• APPLY WHAT YOU READ:
A. Rewrite the paragraph of the railroad history below that begins "The Rochester, Nunda and Pennsylvania Railroad had built" as a short list, keeping its main facts.
B. Quote the railroad history below word for word between "In September 1887" and "leased the WNYP.", inclusive.
C. According to the railroad history below, on what date was the Genesee Valley Terminal Railroad incorporated?

• SOURCE PASSAGE:
The railroad began construction, and opened its line in 1882 from Rochester to Hinsdale. At Hinsdale it connected to the Buffalo, New York and Philadelphia Railway, and the rest of the canal south to and through Olean was not used as it closely paralleled the BNY&P. The Genesee Valley Canal Railroad was immediately leased to the BNY&P.

The branch of the canal to Dansville was not used for a railroad, but two railroads already served that corridor - the Erie and Genesee Valley Railroad and the Delaware, Lackawanna and Western Railroad's New York, Lackawanna and Western Railroad.

The Rochester, Nunda and Pennsylvania Railroad had built a line roughly parallel to the canal between Mount Morris and Nunda, turning southeast there to Swain. In 1881 the part north of Nunda was abandoned, and on July 11 of that year, the company was consolidated into the Rochester, New York and Pennsylvania Railroad. That company opened a new line in 1882 from Nunda northeast to the new Genesee Valley Canal Railroad at Nunda Junction, and the Buffalo, New York and Philadelphia Railway leased it that year.

The Genesee Valley Terminal Railroad was incorporated August 14, 1882, and in 1883 opened a branch from the Genesee Valley Railroad southwest of Rochester north to a junction with the New York Central Railroad main line at Lincoln Park.

In September 1887 the Western New York and Pennsylvania Railroad acquired the Buffalo, New York and Philadelphia Railroad and with it the Genesee Valley Canal Railroad. In 1900 the Pennsylvania Railroad leased the WNYP.

• SUPPLIED INFORMATION:
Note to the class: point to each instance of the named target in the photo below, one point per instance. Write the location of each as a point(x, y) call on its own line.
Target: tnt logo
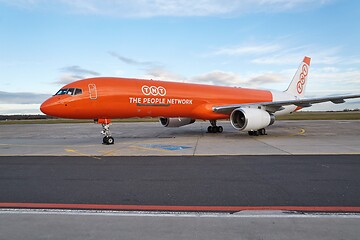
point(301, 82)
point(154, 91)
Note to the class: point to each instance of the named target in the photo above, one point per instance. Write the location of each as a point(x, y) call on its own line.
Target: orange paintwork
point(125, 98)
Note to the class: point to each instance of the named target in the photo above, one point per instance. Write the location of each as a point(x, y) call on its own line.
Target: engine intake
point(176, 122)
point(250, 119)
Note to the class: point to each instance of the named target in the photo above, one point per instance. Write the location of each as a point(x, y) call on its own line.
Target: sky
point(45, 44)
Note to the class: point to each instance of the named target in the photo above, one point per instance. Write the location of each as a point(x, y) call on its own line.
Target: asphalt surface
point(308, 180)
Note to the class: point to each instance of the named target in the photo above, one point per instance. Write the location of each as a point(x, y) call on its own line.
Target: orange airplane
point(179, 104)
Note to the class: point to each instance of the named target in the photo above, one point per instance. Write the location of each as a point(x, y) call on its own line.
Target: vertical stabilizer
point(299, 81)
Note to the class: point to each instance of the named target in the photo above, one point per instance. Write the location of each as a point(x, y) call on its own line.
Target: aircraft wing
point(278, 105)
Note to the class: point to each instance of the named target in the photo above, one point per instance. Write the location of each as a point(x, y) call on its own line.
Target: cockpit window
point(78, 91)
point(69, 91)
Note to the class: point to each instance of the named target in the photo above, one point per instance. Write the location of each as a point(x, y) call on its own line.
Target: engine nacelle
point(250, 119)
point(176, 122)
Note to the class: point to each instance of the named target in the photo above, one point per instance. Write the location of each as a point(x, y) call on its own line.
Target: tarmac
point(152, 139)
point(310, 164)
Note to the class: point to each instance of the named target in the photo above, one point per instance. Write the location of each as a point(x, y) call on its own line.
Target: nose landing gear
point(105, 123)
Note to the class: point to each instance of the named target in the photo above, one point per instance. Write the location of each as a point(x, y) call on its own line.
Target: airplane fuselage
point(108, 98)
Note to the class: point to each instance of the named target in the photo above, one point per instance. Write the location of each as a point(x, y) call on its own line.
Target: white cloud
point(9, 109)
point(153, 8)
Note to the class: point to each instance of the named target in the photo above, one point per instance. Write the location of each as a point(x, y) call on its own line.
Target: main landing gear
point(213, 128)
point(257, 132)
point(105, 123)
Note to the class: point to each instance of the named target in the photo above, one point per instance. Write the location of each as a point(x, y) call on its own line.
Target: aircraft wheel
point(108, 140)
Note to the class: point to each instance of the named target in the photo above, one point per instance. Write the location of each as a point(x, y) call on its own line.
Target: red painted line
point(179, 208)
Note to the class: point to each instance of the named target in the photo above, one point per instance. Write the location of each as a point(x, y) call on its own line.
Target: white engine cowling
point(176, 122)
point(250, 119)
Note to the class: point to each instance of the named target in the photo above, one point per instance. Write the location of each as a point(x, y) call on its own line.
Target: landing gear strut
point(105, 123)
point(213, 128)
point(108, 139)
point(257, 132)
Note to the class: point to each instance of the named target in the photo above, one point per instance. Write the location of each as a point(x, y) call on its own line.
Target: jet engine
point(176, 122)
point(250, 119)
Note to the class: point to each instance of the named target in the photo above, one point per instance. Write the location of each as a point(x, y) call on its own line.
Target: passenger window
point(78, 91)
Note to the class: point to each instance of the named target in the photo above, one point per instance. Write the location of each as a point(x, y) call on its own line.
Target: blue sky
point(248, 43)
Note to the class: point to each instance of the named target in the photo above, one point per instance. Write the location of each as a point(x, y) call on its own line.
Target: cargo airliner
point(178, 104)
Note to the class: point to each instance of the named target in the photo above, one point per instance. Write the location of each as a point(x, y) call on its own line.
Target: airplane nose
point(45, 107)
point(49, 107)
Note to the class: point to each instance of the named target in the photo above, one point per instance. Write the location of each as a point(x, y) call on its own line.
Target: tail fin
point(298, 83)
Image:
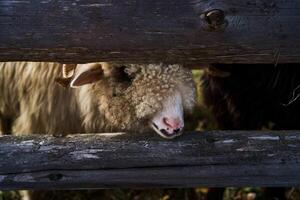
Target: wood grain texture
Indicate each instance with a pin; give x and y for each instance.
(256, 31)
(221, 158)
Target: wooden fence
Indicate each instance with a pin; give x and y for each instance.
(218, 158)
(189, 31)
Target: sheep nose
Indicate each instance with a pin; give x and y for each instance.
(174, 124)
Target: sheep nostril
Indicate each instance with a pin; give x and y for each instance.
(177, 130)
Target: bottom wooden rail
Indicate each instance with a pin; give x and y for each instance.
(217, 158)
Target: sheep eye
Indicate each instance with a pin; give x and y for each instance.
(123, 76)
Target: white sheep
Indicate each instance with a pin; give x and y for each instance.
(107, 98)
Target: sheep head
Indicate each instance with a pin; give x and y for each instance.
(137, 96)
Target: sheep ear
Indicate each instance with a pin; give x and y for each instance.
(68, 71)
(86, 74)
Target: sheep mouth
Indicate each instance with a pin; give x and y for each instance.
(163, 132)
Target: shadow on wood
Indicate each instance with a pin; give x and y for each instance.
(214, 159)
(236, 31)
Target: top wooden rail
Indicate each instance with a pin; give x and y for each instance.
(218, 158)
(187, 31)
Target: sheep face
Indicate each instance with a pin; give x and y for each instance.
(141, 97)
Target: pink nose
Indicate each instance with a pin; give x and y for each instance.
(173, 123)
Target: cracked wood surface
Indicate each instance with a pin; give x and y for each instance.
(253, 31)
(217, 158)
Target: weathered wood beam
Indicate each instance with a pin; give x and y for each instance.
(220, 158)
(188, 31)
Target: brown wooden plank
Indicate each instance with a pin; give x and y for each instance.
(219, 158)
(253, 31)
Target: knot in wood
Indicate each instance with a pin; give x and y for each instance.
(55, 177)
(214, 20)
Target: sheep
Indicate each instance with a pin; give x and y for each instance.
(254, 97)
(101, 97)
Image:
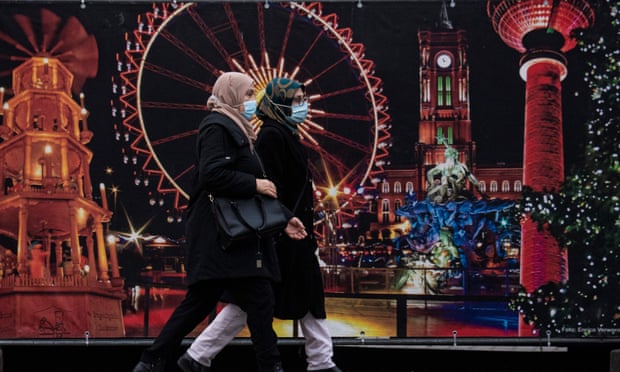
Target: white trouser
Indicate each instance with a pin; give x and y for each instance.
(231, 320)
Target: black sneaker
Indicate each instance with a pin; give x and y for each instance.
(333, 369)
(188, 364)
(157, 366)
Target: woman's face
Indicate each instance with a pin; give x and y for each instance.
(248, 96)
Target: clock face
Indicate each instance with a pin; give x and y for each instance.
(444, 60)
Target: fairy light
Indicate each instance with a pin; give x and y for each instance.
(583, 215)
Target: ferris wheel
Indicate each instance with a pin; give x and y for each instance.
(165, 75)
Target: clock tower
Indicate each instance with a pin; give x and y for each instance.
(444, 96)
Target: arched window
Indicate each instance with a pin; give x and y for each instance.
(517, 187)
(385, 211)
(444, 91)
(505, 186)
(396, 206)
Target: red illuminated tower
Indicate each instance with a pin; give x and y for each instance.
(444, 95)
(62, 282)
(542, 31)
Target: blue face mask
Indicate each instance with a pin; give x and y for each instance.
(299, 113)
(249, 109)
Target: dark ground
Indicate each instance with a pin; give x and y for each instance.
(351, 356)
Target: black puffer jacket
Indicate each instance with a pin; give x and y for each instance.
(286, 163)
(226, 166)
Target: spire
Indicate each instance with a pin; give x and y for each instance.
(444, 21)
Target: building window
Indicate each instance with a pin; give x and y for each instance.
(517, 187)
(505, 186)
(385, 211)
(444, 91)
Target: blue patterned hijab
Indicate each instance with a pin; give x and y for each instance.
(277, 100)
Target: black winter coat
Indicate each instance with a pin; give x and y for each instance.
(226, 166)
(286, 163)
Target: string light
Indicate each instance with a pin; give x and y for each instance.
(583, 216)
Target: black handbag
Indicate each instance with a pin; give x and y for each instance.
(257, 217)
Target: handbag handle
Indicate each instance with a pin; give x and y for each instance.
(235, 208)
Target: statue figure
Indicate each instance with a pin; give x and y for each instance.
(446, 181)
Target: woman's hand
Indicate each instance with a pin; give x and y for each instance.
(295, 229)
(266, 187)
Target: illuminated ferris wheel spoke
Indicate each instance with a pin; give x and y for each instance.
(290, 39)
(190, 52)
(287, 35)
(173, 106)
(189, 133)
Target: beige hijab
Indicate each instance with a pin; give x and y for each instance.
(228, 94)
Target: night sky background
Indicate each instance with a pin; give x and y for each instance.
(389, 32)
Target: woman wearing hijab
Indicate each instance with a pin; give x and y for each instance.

• RESPONSES TO THE EXERCISE:
A.
- The Rochester, Nunda and Pennsylvania Railroad had built a line roughly parallel to the canal between Mount Morris and Nunda, turning southeast at Nunda to Swain.
- In 1881 the part north of Nunda was abandoned.
- On July 11, 1881, the company was consolidated into the Rochester, New York and Pennsylvania Railroad.
- In 1882 that company opened a new line from Nunda northeast to the Genesee Valley Canal Railroad at Nunda Junction.
- The Buffalo, New York and Philadelphia Railway leased it that same year.

B.
In September 1887 the Western New York and Pennsylvania Railroad acquired the Buffalo, New York and Philadelphia Railroad and with it the Genesee Valley Canal Railroad. In 1900 the Pennsylvania Railroad leased the WNYP.

C. August 14, 1882.